:: Exercise details ::
Take the line containing "For every instance of the building facade, the" and every line after it in the data below, and print them exactly as given, with nothing else.

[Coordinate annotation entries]
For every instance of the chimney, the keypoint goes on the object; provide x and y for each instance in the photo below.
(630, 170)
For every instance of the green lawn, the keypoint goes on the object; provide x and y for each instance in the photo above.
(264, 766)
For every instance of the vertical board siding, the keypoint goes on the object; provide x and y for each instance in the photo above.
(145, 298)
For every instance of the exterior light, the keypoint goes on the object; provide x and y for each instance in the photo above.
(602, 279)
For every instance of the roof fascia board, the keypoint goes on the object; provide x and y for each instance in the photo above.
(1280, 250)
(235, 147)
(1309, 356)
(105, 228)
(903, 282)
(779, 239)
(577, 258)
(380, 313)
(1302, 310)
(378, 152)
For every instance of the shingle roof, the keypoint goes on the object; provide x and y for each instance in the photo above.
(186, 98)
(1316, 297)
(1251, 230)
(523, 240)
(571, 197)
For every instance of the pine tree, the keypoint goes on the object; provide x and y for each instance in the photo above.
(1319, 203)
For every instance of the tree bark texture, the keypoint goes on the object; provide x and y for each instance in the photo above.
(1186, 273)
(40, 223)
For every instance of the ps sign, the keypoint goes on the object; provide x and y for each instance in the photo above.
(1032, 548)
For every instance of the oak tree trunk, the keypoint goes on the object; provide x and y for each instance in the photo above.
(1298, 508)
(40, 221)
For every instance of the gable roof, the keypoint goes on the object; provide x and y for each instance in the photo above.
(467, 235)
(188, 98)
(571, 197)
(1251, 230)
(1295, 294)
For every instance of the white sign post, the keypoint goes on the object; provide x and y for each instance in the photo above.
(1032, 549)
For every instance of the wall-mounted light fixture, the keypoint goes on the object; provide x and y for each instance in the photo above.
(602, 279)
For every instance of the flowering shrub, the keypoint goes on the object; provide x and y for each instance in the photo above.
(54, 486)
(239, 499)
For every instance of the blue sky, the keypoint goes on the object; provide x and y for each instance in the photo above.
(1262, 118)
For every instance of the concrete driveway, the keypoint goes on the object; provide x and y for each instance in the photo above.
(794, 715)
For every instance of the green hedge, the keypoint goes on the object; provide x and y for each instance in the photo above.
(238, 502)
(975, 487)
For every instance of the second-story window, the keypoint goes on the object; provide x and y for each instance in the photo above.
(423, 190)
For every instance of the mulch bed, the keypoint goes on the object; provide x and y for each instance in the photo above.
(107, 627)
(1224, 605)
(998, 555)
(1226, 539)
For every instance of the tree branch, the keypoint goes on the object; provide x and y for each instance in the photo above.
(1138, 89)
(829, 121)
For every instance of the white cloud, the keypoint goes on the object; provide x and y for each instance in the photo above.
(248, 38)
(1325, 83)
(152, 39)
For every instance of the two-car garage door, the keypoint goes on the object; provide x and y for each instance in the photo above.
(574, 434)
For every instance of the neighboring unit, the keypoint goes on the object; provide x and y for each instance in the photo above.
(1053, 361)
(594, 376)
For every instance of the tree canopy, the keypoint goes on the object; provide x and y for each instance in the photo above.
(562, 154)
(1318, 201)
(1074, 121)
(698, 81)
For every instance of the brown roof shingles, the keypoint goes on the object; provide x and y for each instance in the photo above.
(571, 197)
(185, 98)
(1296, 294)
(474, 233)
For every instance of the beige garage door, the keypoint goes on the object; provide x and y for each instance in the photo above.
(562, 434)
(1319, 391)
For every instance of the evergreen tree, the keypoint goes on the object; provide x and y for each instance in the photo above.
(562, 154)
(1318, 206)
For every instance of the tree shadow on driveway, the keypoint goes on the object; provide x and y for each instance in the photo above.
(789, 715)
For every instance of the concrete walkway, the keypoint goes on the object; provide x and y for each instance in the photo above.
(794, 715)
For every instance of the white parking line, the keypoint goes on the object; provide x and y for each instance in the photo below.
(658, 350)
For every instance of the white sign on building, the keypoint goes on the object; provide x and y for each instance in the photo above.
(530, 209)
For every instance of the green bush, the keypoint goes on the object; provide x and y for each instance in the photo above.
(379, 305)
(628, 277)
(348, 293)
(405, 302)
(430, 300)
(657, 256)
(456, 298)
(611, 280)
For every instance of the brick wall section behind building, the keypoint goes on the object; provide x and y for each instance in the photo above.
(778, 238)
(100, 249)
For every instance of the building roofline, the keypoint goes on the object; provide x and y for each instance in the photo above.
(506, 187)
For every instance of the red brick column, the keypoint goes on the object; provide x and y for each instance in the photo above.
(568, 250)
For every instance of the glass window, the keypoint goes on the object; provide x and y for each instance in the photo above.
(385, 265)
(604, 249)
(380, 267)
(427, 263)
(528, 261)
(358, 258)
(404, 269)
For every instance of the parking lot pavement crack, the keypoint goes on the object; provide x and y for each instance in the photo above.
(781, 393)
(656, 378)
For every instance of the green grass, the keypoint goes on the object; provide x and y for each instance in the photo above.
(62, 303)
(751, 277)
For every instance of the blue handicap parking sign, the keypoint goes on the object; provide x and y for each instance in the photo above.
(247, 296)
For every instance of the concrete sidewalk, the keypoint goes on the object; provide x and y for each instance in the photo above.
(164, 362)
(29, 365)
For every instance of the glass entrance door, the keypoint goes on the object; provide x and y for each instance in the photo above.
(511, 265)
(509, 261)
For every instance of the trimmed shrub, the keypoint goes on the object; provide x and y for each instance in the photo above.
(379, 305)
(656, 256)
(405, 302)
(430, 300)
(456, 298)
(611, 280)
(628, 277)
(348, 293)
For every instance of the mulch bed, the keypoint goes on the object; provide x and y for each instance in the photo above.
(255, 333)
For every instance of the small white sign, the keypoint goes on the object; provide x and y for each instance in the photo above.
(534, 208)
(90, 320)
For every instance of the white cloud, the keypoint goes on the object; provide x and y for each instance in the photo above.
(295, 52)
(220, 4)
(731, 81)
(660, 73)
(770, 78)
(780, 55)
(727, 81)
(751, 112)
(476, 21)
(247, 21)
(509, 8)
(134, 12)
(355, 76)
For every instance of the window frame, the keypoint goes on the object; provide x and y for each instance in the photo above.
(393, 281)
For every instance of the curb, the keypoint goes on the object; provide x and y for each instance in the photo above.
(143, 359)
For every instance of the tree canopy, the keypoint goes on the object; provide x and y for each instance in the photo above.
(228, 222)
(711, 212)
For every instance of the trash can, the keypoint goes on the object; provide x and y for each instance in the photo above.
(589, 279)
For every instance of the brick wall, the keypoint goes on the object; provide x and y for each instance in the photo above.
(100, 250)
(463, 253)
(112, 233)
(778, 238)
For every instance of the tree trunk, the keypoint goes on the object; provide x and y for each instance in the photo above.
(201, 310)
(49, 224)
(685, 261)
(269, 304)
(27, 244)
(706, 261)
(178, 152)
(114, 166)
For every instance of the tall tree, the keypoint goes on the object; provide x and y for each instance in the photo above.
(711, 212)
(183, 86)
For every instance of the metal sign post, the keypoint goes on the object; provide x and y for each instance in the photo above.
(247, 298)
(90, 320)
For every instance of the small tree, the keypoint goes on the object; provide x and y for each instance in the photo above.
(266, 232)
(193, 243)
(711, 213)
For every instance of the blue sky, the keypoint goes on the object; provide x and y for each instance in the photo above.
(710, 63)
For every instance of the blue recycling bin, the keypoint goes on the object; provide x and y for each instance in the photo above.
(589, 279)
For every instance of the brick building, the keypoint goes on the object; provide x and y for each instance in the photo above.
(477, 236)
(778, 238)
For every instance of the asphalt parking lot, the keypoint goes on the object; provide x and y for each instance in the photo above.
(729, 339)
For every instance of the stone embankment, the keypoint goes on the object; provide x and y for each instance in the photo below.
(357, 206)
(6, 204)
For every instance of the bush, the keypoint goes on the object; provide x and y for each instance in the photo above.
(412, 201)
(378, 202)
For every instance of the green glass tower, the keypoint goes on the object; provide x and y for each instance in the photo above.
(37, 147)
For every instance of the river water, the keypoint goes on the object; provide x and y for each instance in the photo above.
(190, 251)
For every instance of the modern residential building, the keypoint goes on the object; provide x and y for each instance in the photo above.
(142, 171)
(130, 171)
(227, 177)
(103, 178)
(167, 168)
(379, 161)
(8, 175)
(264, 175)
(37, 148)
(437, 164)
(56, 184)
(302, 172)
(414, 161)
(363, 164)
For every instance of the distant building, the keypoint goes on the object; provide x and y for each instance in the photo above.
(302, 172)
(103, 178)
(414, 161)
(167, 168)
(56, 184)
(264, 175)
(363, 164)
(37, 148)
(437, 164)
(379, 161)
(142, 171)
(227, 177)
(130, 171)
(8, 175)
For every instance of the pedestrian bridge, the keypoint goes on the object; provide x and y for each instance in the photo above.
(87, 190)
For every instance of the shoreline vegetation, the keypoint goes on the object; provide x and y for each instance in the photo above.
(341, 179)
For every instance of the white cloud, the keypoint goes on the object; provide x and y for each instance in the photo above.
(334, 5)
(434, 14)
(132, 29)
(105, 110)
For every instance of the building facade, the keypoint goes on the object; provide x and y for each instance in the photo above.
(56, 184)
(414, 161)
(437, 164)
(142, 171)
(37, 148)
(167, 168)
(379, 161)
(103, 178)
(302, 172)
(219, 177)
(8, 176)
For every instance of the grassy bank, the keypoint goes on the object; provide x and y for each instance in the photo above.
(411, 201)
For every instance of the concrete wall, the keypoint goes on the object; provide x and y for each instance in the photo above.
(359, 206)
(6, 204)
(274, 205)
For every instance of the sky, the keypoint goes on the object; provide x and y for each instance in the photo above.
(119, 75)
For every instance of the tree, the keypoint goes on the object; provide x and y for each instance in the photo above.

:: Output of the task ::
For every instance of the building facade, the keypoint goes on the object; provide x and y for each instance in the photo above.
(56, 184)
(414, 161)
(437, 164)
(142, 171)
(37, 148)
(167, 168)
(379, 161)
(103, 178)
(302, 172)
(219, 177)
(8, 176)
For every instance of the grassy bank, the keypoint goes on the object; provide x and y for each instance in the photo above.
(411, 201)
For every instance of the concrete wall, the keypoint goes on the object; provide x and y for each instance in the photo above.
(359, 206)
(6, 204)
(274, 205)
For every instance of the sky, the keypoint goes on the object; provide x and y for each instance in the photo above.
(119, 75)
For every instance of the tree, the keypoint goes on the object; provide x and y for each instance in the photo above.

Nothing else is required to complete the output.